◆ EXCERPT ◆
++++

One uncommon practice by the fund is that it reconstitutes its portfolio once a year. That is intended to help remove emotion from portfolio construction. The fund's most recent rebalance was last March.

What else goes into Hennessy Cornerstone Value Fund's approach to investing? Neil Hennessy and co-managers Ryan Kelley and Joshua Wein aim "to take emotion out of investing," Hennessy said. Instead, they use by-the-numbers quantitative analysis to search for stocks they want to buy.

One trait shared by their buys is above-average cash flows. That's a sign of strong financial fundamentals.

Strong Dividend Yield

Another shared trait is strong dividend yield.

One result is that the fund tends to offer shareholders a relatively smooth ride. Over the five years ended Dec. 31, the fund gained 86.26% as much as the S&P 500 during market advances. During pullbacks, the fund limited itself to 90.61% of losses by the broad stock market.

That's a picture of a fund well-suited for shareholders who are willing to sacrifice a bit of upside potential in the long run for the sake of less volatility and higher income along the way. "This fund is excellent for investors who want to sleep well at night," Kelley said. "They don't want to worry about the next highflying sector coming apart. And they get strong dividend yields."

Stocks That Fit This Fund

Hennessey Cornerstone Value algorithms targeted ADRs in French energy explorer and producer TotalEnergies for the portfolio about six years ago.

The energy stock's dividend yield is 3.7%. "When we purchased it, it was about 4%," Kelley said. "It has grown its dividend by 10.5% a year for three years. They pay a nice regular dividend. And they paid almost $1 per share of a special dividend a couple of months ago. There's a lot of cash flow. But a lot of extra capital is being given back to investors."

Despite a 25% average annual return over the past two years, the stock is still relatively inexpensive. Its price-earnings ratio is 6 on next year's earnings vs. about 16 for the broad stock market in the form of the S&P 500, Kelley says.

Underappreciated In The Stock Market

Money-center bank JPMorgan Chase sports a 3% dividend yield. Total return is negative 7.07% over the past 12 months. That reflects pressure on the bank's fixed-income trading and investment banking operations.

++++

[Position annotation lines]
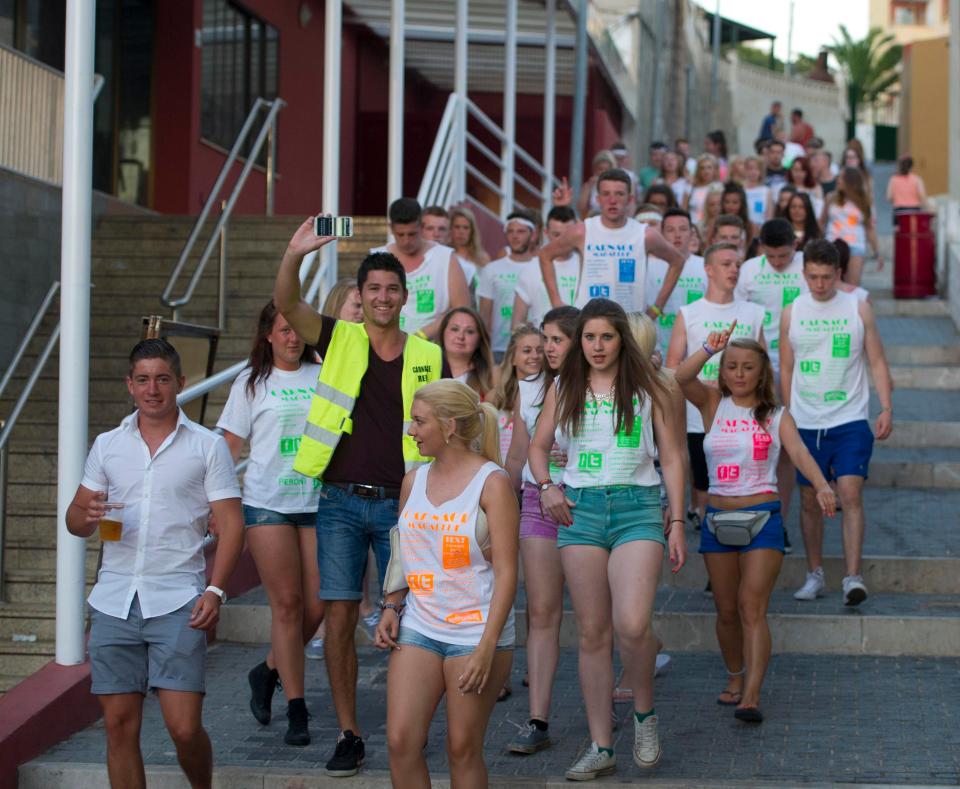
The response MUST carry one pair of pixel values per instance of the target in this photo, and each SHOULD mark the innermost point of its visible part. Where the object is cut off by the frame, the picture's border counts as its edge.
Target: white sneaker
(646, 742)
(854, 590)
(663, 661)
(812, 587)
(592, 764)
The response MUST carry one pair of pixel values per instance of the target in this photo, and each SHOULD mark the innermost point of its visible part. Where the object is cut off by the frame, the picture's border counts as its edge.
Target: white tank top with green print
(598, 455)
(829, 386)
(703, 317)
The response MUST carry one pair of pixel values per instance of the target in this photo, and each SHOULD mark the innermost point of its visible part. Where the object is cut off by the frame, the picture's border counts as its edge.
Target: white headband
(522, 221)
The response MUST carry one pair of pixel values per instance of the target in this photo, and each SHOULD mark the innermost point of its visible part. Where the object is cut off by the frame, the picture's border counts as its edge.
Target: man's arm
(571, 240)
(786, 356)
(657, 246)
(286, 290)
(879, 369)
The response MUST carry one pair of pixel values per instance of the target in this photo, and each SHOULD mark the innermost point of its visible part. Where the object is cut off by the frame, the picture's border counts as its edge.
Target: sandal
(729, 698)
(748, 714)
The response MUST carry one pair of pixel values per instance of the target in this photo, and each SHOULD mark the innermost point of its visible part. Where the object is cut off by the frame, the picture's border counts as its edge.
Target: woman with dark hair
(268, 407)
(734, 201)
(800, 175)
(803, 219)
(849, 215)
(609, 403)
(660, 195)
(742, 536)
(542, 572)
(715, 143)
(466, 347)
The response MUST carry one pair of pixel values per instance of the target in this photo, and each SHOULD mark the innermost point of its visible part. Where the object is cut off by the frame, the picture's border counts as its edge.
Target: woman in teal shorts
(617, 413)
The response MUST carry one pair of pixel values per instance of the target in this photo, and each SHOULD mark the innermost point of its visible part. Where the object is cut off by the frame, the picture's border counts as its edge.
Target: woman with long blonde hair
(457, 634)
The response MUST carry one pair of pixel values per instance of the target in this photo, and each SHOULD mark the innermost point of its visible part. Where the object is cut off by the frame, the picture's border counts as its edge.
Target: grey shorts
(134, 655)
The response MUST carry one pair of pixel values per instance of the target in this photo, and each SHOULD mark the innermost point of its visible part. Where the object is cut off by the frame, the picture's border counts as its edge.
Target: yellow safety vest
(338, 387)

++++

◆ OBJECTIVE ◆
According to the fund article, how often does Hennessy Cornerstone Value Fund reconstitute its portfolio? Work only from the fund article.

◆ THE COMPLETED TASK ◆
Once a year.